**Dataset rows**
* * * * * * *

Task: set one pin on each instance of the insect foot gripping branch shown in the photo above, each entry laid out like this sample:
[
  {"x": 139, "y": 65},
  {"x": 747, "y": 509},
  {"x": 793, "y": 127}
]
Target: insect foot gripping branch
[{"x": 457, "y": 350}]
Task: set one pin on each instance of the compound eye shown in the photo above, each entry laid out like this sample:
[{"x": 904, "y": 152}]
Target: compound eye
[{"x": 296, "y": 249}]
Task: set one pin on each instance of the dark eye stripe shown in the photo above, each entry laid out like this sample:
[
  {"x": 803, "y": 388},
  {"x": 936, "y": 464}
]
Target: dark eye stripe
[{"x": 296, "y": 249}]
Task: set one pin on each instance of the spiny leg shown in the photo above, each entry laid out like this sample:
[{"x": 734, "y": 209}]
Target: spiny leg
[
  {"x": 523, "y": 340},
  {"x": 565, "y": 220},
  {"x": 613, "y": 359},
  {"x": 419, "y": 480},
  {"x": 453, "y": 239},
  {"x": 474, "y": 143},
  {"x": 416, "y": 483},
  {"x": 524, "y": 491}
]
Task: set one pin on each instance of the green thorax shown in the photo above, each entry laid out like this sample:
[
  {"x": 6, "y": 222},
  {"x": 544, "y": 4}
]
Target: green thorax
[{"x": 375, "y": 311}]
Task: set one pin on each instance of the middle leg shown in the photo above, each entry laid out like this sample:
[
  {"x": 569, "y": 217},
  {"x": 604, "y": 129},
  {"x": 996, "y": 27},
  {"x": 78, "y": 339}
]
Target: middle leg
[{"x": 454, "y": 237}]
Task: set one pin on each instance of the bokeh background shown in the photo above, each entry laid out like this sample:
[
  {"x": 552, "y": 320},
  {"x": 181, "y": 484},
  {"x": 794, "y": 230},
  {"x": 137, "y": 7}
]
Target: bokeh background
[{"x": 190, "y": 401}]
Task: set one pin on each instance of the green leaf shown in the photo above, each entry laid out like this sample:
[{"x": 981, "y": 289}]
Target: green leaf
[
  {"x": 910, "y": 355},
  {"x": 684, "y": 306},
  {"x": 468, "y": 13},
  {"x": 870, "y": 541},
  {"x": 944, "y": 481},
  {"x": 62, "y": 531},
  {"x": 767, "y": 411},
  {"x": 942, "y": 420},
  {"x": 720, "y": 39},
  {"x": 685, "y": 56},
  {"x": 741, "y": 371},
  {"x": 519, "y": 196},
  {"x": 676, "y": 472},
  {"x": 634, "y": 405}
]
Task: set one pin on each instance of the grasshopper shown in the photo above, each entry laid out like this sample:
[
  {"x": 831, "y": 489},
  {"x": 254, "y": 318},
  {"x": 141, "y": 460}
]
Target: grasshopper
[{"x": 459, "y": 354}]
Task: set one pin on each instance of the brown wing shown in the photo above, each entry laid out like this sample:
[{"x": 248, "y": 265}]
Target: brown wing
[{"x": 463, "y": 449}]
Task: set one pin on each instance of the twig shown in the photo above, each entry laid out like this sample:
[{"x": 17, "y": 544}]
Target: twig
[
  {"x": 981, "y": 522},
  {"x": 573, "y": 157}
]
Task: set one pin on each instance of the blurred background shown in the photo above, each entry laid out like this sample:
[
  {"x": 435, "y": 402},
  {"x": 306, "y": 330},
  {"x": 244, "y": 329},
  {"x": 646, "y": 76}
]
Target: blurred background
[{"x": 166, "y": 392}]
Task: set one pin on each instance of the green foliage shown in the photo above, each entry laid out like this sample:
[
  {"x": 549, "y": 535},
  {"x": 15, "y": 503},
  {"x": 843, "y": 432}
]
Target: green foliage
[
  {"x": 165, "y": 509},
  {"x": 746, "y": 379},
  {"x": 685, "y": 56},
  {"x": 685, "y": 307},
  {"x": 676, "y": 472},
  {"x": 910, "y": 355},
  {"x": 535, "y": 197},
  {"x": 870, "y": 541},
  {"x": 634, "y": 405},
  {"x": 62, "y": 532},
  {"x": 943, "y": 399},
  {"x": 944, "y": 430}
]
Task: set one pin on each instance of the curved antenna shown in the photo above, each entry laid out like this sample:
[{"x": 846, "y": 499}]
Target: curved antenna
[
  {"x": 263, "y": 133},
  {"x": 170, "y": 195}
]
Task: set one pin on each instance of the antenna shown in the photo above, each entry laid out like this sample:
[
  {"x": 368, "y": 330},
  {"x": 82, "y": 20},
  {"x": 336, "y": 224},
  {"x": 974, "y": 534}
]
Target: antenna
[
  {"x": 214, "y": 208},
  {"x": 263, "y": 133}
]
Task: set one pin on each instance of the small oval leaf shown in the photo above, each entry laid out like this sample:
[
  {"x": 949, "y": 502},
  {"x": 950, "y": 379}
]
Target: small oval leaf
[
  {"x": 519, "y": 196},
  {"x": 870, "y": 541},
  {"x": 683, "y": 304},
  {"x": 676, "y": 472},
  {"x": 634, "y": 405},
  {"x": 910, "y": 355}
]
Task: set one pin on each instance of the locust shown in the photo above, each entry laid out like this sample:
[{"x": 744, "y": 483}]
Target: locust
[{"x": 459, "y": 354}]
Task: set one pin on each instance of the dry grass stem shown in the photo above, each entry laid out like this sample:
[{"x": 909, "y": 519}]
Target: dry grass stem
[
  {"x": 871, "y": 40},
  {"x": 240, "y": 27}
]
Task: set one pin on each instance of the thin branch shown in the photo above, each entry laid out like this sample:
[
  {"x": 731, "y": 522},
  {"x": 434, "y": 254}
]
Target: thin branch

* * * * * * *

**Task requirements**
Rewrite all of the material above, switching every "sample" to "example" and leaving everything else unchanged.

**Complete output**
Task: set one pin on each instance of the insect foot gripping branch shown in the photo above, each entry laid out like this example:
[
  {"x": 139, "y": 65},
  {"x": 747, "y": 509},
  {"x": 793, "y": 127}
]
Target: insect foot gripping branch
[{"x": 457, "y": 350}]
Task: set one pin on each instance of the compound eye shown in the photo above, each entry laid out like this example:
[{"x": 904, "y": 152}]
Target: compound eye
[{"x": 296, "y": 249}]
Task: set one pin on each instance of the dark eye stripe shown in the photo above, each entry laid out like this example:
[
  {"x": 803, "y": 388},
  {"x": 936, "y": 464}
]
Target: dark eye stripe
[{"x": 296, "y": 249}]
Task: set one pin on each instance of the spiny leg shown in the photo above, each entry laid out like this example:
[{"x": 734, "y": 209}]
Target: spiny leg
[
  {"x": 523, "y": 340},
  {"x": 565, "y": 220},
  {"x": 613, "y": 359},
  {"x": 419, "y": 480},
  {"x": 453, "y": 239},
  {"x": 474, "y": 143},
  {"x": 416, "y": 483},
  {"x": 524, "y": 491}
]
Task: set one pin on each instance of the green thorax shown in the photo above, each entry laid out like this example:
[
  {"x": 6, "y": 222},
  {"x": 544, "y": 4}
]
Target: green thorax
[{"x": 375, "y": 311}]
Task: set one pin on each instance of the middle leg shown in the photo above, each entry laid out like this example:
[
  {"x": 569, "y": 217},
  {"x": 604, "y": 129},
  {"x": 996, "y": 27},
  {"x": 78, "y": 339}
]
Target: middle leg
[{"x": 454, "y": 237}]
Task: set one pin on each instance of the bokeh background shown in the photo above, each entry laid out like this example:
[
  {"x": 552, "y": 320},
  {"x": 181, "y": 484},
  {"x": 794, "y": 230},
  {"x": 137, "y": 7}
]
Target: bokeh background
[{"x": 190, "y": 401}]
Task: set one pin on each instance of the green leaf shown in the photo above, each entry laid out like this example:
[{"x": 981, "y": 289}]
Target: green leaf
[
  {"x": 910, "y": 355},
  {"x": 684, "y": 306},
  {"x": 468, "y": 13},
  {"x": 870, "y": 541},
  {"x": 944, "y": 481},
  {"x": 62, "y": 531},
  {"x": 767, "y": 411},
  {"x": 942, "y": 420},
  {"x": 720, "y": 39},
  {"x": 685, "y": 56},
  {"x": 741, "y": 371},
  {"x": 519, "y": 196},
  {"x": 676, "y": 472},
  {"x": 634, "y": 405}
]
Task: set one pin on each instance of the grasshopper shown in the photo above, each entry laid out like this example:
[
  {"x": 831, "y": 489},
  {"x": 254, "y": 318},
  {"x": 141, "y": 460}
]
Target: grasshopper
[{"x": 459, "y": 354}]
Task: set one pin on each instance of the brown wing shown in the photo above, each entry laid out like this example:
[{"x": 248, "y": 265}]
Target: brown wing
[{"x": 463, "y": 449}]
Task: set one pin on each instance of the twig shown in the photo above, each entry laid out like this example:
[{"x": 17, "y": 544}]
Target: twig
[
  {"x": 981, "y": 522},
  {"x": 573, "y": 157}
]
Task: set one pin on each instance of the blurred background shown in the photo above, each entry laid out like this example:
[
  {"x": 435, "y": 402},
  {"x": 306, "y": 330},
  {"x": 244, "y": 329},
  {"x": 646, "y": 76}
]
Target: blurred background
[{"x": 166, "y": 392}]
Task: set one pin on each instance of the green foliage shown in the photo above, each entry laid out like this example:
[
  {"x": 549, "y": 535},
  {"x": 15, "y": 503},
  {"x": 843, "y": 432}
]
Target: green foliage
[
  {"x": 165, "y": 509},
  {"x": 746, "y": 379},
  {"x": 685, "y": 56},
  {"x": 685, "y": 307},
  {"x": 676, "y": 472},
  {"x": 910, "y": 355},
  {"x": 535, "y": 197},
  {"x": 870, "y": 541},
  {"x": 634, "y": 405},
  {"x": 62, "y": 532},
  {"x": 943, "y": 399},
  {"x": 944, "y": 430}
]
Task: set one pin on each instance of the curved antenna shown in the photo above, each entry laid out like this example:
[{"x": 846, "y": 499}]
Target: curved antenna
[
  {"x": 263, "y": 133},
  {"x": 170, "y": 195}
]
Task: set one pin on each instance of the antenna shown in the photo above, each entry laid out like this example:
[
  {"x": 368, "y": 330},
  {"x": 82, "y": 20},
  {"x": 336, "y": 224},
  {"x": 974, "y": 534}
]
Target: antenna
[
  {"x": 214, "y": 208},
  {"x": 263, "y": 133}
]
Task: set one pin on each instance of the small oval leaf shown in the photo above, each entry laid out like this example:
[
  {"x": 949, "y": 502},
  {"x": 950, "y": 379}
]
Target: small oval leaf
[
  {"x": 519, "y": 196},
  {"x": 870, "y": 541},
  {"x": 683, "y": 304},
  {"x": 676, "y": 472},
  {"x": 634, "y": 405},
  {"x": 910, "y": 355}
]
Task: set one pin on each instance of the locust shown in the photo above, each entry laid out like this example:
[{"x": 744, "y": 483}]
Target: locust
[{"x": 459, "y": 354}]
Task: set one pin on each instance of the dry grass stem shown in the photo above, each entry laid out like this example:
[{"x": 909, "y": 519}]
Target: dry grass stem
[
  {"x": 871, "y": 40},
  {"x": 240, "y": 27}
]
Task: set one pin on each instance of the thin branch shown in the photo above, each entry laid out like this example:
[
  {"x": 731, "y": 522},
  {"x": 434, "y": 254}
]
Target: thin branch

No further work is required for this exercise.